(Coordinate annotation entries)
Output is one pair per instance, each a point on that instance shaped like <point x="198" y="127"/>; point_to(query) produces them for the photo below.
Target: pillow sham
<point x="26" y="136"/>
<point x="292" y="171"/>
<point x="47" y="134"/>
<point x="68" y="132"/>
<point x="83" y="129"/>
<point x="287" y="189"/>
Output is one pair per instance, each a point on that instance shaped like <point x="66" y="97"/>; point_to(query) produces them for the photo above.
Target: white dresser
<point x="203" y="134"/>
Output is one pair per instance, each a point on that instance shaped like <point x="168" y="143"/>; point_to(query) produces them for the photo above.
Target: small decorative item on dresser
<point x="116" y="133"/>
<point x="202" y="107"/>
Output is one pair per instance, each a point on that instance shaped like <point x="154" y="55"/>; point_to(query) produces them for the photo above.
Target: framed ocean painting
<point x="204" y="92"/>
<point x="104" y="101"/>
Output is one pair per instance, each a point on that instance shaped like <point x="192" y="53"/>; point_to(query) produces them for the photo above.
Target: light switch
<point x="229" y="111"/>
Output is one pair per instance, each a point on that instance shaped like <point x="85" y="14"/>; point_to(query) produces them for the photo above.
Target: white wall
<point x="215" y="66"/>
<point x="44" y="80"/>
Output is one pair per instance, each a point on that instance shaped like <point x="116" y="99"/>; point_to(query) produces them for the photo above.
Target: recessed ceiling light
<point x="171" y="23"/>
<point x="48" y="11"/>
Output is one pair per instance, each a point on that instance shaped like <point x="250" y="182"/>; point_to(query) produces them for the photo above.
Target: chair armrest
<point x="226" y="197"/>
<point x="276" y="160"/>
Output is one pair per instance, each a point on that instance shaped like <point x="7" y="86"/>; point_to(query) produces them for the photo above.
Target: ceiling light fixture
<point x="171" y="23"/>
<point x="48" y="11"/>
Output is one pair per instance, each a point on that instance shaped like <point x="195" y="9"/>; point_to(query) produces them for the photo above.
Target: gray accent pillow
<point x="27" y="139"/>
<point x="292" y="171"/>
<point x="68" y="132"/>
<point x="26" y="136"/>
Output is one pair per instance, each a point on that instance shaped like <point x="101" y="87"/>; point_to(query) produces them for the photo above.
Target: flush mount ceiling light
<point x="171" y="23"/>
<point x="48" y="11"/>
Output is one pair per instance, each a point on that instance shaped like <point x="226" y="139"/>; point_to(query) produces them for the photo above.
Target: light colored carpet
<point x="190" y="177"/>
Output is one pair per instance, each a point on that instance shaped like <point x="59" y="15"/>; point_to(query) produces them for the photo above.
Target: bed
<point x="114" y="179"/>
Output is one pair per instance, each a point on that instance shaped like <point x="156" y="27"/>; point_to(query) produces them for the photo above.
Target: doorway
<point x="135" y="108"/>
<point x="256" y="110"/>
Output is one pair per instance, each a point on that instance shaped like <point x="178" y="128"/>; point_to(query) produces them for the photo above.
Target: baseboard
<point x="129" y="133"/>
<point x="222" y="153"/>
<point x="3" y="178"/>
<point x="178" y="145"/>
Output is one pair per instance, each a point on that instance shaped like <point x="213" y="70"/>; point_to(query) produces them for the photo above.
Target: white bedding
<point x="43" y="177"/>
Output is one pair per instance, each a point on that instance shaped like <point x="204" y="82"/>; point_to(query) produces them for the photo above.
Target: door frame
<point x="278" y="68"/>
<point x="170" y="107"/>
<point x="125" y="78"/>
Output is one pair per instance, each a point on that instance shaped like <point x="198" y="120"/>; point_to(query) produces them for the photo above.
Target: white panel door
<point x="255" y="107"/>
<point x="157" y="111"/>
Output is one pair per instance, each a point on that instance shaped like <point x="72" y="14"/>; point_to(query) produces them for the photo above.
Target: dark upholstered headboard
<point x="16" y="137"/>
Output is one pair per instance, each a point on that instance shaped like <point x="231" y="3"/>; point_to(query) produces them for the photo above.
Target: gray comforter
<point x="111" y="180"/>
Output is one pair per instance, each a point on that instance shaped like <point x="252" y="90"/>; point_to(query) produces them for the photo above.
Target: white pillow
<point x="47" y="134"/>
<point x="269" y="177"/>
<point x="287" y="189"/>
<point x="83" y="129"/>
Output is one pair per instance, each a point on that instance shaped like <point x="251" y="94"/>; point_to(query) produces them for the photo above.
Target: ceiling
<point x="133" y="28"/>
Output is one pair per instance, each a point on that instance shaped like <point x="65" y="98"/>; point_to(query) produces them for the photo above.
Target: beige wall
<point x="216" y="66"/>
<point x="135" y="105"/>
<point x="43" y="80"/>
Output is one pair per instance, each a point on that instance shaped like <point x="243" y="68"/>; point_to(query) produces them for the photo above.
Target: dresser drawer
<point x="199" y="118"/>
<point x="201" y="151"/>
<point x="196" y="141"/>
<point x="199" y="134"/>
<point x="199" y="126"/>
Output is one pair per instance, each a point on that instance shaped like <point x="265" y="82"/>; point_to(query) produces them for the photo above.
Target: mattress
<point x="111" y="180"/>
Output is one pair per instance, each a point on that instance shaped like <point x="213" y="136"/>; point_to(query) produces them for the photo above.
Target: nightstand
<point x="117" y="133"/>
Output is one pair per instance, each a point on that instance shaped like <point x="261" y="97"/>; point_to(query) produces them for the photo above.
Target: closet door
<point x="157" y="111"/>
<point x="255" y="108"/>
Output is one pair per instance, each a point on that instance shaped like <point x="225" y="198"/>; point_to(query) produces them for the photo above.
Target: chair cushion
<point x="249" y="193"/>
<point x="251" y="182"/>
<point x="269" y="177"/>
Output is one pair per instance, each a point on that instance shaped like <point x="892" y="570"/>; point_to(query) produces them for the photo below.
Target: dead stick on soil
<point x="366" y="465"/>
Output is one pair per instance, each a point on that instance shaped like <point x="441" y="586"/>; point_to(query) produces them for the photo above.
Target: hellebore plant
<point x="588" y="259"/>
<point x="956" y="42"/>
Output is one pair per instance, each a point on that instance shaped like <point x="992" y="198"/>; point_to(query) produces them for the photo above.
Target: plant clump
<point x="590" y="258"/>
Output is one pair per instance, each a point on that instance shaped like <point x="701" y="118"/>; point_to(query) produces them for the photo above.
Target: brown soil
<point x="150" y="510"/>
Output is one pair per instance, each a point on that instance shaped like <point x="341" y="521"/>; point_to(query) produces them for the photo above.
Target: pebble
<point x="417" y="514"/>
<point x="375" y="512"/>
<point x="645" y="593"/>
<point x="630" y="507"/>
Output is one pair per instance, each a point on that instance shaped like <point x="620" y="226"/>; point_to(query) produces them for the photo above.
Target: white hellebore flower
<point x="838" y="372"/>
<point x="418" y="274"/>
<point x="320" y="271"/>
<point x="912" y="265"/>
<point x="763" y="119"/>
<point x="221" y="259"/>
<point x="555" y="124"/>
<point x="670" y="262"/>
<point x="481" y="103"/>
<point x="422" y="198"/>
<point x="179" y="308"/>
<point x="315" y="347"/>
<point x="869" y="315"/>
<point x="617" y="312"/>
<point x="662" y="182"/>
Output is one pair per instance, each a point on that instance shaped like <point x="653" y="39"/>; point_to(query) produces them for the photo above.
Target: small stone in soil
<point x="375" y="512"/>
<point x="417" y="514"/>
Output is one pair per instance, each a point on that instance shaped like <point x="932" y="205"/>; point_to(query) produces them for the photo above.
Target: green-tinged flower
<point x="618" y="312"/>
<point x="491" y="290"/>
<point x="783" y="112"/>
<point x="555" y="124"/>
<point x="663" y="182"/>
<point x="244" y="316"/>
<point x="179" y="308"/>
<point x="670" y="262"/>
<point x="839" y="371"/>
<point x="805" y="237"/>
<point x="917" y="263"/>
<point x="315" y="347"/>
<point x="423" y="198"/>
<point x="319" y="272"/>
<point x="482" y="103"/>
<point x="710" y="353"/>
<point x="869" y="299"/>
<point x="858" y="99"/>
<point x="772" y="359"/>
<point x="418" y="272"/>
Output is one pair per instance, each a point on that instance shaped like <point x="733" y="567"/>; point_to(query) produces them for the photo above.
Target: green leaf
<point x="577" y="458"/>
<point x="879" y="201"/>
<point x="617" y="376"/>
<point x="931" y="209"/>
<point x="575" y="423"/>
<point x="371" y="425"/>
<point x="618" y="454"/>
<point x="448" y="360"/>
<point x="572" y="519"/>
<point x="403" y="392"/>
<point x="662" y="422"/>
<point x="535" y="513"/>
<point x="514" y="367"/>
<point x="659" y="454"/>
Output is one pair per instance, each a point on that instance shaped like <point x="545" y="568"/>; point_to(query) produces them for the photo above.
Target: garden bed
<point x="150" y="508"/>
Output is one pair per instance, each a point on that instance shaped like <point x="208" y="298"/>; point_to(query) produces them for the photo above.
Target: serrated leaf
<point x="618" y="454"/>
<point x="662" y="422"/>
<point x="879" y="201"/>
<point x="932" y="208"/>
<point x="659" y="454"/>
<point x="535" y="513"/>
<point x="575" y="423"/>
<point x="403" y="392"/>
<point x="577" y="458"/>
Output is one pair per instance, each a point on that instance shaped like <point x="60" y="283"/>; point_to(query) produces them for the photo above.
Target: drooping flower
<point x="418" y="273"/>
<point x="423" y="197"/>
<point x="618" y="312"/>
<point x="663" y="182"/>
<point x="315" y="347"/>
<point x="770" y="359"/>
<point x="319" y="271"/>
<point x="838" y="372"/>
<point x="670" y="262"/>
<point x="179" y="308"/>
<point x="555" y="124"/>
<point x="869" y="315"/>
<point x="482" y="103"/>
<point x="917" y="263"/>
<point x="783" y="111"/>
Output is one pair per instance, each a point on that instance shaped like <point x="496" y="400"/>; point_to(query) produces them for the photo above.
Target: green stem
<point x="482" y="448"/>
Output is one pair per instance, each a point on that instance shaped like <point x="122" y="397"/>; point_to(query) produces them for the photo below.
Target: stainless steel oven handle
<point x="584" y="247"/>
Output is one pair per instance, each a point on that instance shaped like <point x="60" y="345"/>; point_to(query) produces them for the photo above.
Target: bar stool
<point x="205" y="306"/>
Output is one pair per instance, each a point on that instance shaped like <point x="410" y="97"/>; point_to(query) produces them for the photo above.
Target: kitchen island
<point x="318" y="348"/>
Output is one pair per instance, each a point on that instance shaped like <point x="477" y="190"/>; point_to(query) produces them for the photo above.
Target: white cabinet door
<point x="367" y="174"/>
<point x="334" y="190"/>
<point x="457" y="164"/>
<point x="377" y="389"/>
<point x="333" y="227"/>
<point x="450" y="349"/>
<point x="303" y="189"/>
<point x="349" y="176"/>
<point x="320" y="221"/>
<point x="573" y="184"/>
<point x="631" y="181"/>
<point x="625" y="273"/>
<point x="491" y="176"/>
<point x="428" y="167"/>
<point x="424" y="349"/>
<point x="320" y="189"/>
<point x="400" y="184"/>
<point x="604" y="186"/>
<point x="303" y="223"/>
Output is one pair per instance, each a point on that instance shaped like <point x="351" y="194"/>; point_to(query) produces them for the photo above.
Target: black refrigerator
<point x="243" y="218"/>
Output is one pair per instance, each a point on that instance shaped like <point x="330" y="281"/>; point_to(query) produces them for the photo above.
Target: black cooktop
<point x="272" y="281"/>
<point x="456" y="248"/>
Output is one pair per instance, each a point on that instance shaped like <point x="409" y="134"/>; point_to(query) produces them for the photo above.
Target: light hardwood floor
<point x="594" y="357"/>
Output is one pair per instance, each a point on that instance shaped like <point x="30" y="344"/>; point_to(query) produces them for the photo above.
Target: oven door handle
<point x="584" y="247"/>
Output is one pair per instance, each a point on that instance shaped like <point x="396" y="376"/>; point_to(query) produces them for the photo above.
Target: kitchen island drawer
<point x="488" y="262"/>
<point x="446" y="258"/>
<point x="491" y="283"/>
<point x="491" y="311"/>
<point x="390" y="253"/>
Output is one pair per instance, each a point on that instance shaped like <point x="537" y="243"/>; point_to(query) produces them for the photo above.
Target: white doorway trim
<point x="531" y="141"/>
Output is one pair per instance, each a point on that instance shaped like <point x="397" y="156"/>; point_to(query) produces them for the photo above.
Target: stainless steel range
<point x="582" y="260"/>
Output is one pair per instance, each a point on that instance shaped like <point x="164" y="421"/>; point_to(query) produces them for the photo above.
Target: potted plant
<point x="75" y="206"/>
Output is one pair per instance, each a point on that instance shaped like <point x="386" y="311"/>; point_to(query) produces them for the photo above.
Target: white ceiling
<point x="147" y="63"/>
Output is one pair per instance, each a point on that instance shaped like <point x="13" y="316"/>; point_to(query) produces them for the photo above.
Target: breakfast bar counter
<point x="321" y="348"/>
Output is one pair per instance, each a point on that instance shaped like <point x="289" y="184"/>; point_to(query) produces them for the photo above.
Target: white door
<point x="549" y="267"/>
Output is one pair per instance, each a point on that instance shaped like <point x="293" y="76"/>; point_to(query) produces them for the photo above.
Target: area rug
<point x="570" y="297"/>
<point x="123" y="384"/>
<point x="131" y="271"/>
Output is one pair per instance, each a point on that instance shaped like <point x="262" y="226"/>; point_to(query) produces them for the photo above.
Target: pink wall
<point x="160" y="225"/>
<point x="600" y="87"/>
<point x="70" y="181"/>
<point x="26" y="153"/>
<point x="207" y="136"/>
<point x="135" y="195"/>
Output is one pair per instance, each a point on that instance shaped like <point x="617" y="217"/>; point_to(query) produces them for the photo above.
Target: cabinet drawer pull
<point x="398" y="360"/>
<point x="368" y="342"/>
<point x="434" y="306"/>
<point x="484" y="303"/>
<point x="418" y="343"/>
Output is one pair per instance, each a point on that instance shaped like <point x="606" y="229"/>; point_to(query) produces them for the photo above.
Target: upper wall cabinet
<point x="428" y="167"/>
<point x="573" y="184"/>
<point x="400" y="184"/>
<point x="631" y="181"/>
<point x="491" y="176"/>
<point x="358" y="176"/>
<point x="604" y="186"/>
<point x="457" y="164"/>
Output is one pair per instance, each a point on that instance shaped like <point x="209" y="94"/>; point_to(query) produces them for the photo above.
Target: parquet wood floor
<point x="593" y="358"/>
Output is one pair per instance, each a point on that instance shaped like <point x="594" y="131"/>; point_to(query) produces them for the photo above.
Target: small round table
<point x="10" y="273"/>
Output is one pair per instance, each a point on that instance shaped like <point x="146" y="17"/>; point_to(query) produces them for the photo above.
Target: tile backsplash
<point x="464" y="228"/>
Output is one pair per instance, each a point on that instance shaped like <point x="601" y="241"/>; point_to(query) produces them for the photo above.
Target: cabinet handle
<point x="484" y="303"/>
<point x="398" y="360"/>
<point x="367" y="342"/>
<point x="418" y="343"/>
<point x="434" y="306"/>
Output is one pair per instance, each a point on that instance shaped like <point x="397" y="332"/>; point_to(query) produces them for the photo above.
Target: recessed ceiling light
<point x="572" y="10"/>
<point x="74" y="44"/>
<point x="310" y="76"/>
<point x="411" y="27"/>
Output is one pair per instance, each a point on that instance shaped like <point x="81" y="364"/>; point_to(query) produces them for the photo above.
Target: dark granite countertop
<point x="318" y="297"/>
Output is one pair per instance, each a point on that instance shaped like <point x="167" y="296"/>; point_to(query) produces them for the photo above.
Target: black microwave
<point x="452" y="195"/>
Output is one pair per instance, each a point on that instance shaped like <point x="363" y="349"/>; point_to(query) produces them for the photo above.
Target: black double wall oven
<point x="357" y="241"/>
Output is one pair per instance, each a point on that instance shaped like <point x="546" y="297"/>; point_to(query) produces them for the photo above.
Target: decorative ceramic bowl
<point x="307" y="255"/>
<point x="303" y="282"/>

TASK: Count the lines in the listing above that contain the string "oven", treating uppercase and lowercase as different, and reply with only the number.

FINAL RESULT: 3